* [WHAT TO WORK ON] Please rewrite the items below, swapping each "identify" for "mark" and leaving everything else unchanged.

(Coordinate labeling data)
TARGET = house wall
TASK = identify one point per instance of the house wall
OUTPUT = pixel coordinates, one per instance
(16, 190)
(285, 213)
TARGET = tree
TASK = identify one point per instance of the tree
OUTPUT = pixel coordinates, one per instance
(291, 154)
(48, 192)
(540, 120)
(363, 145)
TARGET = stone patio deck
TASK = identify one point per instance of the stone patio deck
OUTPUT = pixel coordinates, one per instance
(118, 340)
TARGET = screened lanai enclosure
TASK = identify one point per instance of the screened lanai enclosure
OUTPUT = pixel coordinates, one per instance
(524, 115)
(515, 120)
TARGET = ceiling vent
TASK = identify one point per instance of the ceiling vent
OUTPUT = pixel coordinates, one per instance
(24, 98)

* [WRITTEN ANSWER]
TARGET = house wall
TASK = mark one point per instance of the house wall
OUTPUT = pixel coordinates, one per instance
(16, 190)
(285, 213)
TARGET = tree
TASK = mark one point per instance of the tree
OUTPUT = pixel coordinates, one per instance
(291, 154)
(48, 192)
(540, 120)
(363, 145)
TARGET = stone patio deck
TASK = mark one point per instance of the stone patio deck
OUTPUT = pixel coordinates, one per instance
(118, 340)
TARGET = screened lanai enclosure
TASK = mark one point per instance of the screened lanai enclosure
OUTPUT = pixel coordinates, one per instance
(524, 115)
(515, 120)
TARGET = ceiling vent
TASK = mark one point per instance of the ceiling vent
OUTPUT = pixel coordinates, one per instance
(24, 98)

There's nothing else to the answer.